## SET TASK:
From the line with "target | tarpaulin over truck bed" to the final line of the records, reproduce every line exactly and only those lines.

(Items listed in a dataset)
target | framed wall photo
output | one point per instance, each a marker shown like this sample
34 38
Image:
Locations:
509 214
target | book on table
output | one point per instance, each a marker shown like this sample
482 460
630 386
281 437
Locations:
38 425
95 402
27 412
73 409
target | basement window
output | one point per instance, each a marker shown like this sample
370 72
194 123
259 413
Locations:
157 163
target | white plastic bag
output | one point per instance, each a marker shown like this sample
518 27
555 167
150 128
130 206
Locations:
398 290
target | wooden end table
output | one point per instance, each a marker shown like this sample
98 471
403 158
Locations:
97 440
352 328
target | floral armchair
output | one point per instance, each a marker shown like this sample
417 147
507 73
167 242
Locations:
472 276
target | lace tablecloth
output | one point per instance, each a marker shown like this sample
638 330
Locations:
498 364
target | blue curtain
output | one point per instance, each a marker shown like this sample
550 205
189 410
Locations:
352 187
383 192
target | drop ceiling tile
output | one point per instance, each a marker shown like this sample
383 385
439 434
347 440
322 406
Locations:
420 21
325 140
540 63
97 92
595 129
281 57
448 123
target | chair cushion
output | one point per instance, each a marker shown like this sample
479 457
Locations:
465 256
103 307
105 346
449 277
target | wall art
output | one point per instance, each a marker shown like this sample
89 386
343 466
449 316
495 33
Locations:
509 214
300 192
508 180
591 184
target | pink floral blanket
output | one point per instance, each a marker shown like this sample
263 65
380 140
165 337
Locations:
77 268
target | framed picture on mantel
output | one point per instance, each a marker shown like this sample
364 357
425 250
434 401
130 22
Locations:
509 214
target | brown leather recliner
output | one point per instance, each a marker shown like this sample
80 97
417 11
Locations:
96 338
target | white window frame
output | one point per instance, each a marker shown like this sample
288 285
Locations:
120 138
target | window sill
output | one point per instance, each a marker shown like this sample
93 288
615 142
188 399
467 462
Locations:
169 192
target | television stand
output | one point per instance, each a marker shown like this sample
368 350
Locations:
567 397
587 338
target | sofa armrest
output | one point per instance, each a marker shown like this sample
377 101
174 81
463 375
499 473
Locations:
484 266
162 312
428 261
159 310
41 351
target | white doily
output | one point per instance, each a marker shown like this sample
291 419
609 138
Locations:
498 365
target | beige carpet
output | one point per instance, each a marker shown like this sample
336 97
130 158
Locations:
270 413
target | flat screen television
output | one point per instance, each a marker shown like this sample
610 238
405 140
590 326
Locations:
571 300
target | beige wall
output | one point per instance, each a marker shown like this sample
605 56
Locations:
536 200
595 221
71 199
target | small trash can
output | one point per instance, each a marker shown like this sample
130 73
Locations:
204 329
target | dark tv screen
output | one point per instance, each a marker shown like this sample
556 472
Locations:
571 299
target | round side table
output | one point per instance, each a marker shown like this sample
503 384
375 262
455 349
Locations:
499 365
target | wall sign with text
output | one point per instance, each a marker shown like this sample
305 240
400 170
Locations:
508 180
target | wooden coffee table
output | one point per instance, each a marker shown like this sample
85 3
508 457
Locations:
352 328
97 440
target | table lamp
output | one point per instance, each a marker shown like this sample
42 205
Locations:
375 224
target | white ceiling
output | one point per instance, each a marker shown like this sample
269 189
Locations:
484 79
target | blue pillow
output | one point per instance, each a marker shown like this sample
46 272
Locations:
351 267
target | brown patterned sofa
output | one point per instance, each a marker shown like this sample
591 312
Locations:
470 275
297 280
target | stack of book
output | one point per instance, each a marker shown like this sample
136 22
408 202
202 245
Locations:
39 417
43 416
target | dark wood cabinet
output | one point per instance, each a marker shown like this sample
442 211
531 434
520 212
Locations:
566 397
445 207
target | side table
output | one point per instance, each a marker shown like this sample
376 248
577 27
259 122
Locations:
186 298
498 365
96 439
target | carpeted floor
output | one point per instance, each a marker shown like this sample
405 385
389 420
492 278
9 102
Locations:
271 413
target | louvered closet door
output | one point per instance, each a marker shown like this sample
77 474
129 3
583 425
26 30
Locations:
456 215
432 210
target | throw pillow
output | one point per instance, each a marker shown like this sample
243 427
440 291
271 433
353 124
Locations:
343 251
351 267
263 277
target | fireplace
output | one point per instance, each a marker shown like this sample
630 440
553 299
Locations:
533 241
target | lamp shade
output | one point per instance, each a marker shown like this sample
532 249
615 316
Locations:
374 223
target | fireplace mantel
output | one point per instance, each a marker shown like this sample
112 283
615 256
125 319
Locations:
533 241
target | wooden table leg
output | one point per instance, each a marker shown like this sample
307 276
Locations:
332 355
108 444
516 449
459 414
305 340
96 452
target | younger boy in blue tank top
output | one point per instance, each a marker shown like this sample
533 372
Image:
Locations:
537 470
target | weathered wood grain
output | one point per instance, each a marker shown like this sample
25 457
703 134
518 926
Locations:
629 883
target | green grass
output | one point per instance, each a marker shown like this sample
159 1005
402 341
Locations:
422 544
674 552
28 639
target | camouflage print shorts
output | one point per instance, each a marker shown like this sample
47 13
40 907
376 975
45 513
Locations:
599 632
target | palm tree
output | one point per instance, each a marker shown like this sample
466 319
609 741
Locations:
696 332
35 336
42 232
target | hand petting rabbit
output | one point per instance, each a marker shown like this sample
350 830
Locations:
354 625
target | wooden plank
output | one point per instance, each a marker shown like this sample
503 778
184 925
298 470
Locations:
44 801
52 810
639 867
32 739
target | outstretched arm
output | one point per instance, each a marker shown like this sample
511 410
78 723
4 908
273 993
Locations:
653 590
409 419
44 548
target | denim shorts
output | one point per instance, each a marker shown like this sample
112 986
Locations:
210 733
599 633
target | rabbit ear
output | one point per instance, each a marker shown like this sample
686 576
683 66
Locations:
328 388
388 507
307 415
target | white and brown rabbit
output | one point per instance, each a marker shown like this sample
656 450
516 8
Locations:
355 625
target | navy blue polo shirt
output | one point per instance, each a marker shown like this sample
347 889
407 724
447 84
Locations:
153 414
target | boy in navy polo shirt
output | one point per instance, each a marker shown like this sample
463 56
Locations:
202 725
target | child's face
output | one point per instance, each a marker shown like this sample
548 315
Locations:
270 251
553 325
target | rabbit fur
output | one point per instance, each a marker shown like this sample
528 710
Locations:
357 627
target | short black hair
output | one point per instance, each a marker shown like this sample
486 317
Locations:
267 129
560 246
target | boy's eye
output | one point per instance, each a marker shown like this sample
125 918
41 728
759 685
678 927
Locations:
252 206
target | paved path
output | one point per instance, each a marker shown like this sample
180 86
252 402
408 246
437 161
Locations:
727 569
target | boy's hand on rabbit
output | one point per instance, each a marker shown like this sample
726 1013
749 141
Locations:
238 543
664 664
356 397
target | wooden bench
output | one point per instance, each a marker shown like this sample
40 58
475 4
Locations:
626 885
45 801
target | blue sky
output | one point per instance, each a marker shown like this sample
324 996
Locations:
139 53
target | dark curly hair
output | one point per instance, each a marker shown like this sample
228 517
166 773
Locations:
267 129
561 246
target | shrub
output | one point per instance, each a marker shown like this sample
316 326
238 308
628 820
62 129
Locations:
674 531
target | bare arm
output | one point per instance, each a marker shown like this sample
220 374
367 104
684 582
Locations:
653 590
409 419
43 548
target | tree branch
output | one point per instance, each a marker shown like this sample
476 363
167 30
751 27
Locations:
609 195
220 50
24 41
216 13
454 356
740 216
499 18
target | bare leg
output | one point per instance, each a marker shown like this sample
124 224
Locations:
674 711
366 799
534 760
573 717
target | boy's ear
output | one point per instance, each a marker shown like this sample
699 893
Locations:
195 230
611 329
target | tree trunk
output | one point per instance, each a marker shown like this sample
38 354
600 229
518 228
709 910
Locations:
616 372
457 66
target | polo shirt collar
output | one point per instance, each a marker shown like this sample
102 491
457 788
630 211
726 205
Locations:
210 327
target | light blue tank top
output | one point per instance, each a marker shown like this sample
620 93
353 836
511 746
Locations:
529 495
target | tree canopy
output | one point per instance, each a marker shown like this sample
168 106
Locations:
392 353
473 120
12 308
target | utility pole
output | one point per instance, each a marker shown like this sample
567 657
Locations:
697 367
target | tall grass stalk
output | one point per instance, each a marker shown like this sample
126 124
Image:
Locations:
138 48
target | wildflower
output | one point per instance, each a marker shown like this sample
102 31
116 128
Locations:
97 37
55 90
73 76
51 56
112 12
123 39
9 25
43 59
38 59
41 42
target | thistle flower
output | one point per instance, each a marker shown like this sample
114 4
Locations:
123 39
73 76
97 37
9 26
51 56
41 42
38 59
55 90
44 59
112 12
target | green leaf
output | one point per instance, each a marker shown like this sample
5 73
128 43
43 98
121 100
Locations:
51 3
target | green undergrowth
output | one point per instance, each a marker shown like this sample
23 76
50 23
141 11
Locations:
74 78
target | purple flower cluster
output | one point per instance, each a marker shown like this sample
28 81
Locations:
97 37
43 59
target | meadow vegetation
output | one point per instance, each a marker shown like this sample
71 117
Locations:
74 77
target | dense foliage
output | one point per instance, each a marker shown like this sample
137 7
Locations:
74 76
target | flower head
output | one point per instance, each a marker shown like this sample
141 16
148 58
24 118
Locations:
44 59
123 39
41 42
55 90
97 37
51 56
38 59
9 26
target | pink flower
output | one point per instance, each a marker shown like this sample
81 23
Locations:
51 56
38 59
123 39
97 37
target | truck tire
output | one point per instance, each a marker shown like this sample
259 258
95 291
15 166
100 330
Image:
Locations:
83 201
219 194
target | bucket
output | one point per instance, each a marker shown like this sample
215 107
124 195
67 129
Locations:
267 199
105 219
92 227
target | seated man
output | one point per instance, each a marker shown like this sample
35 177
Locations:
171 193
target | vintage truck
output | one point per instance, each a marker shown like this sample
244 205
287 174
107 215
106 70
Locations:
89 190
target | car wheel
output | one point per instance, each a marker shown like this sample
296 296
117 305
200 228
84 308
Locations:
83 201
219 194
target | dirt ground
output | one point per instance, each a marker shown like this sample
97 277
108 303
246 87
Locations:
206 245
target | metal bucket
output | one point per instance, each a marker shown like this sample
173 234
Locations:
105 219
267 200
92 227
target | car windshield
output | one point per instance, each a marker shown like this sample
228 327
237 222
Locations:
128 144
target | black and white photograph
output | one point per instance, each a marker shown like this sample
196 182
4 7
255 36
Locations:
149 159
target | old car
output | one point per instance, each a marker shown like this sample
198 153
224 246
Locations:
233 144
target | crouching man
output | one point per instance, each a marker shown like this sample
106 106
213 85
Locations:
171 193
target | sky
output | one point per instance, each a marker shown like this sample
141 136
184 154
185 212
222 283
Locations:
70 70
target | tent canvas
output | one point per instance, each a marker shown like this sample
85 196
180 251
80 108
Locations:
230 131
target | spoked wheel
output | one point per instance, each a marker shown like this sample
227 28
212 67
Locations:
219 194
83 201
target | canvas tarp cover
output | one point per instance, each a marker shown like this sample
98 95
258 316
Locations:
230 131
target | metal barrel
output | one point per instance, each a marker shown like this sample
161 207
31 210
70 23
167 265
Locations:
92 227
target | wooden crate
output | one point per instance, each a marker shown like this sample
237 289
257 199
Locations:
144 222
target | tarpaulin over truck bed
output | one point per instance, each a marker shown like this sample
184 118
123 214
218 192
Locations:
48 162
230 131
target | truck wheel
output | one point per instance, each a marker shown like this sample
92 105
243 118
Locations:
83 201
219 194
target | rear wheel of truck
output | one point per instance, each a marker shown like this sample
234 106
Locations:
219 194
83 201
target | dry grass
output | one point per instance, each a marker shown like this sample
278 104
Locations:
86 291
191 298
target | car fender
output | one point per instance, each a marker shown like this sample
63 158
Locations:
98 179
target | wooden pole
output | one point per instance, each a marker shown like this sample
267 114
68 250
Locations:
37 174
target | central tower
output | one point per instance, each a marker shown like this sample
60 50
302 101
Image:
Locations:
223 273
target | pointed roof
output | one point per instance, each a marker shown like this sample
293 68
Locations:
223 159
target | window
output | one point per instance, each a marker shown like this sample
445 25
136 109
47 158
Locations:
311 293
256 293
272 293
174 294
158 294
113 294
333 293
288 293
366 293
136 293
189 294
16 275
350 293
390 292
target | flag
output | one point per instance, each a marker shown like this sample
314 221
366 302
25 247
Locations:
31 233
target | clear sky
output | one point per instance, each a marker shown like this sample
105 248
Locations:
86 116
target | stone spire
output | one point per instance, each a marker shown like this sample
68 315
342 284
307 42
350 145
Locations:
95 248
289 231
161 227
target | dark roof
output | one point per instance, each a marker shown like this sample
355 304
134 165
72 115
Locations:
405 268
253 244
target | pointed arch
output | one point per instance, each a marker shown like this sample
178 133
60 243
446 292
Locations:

## THE ANSWER:
target | tarpaulin over truck bed
output | one point per instance, each a marker shown like this sample
184 118
123 214
218 192
Locations:
48 162
230 131
target | truck wheel
output | one point per instance, each a marker shown like this sample
92 105
243 118
Locations:
83 201
219 194
target | rear wheel of truck
output | one point per instance, each a marker shown like this sample
234 106
Locations:
219 194
83 201
target | dry grass
output | one point per instance, each a marker shown like this sample
278 104
Locations:
86 291
191 298
target | car fender
output | one point per instance, each a marker shown like this sample
63 158
Locations:
98 179
target | wooden pole
output | one point per instance, each a marker shown like this sample
267 114
68 250
Locations:
37 174
target | central tower
output | one point per instance, each a marker shown like this sample
60 50
302 101
Image:
Locations:
223 273
target | pointed roof
output | one point per instance, each a marker shown like this sample
293 68
Locations:
223 159
target | window
output | one point per instance, each a marker shown like this sample
445 25
136 109
47 158
Locations:
311 293
256 293
272 293
174 294
158 294
113 294
333 293
288 293
366 293
136 293
189 294
16 275
350 293
390 292
target | flag
output | one point per instance, each a marker shown like this sample
314 221
366 302
25 247
Locations:
31 233
target | clear sky
output | one point per instance, each a marker shown like this sample
105 248
Locations:
86 116
target | stone spire
output | one point per instance, each a marker shown like this sample
68 315
342 284
307 42
350 145
Locations:
95 248
289 231
161 227
target | dark roof
output | one point per instance, each a marker shown like this sample
355 304
134 165
72 115
Locations:
405 268
253 244
target | pointed arch
output | one point per instance, each a marker shown like this sample
178 133
60 243
446 292
Locations:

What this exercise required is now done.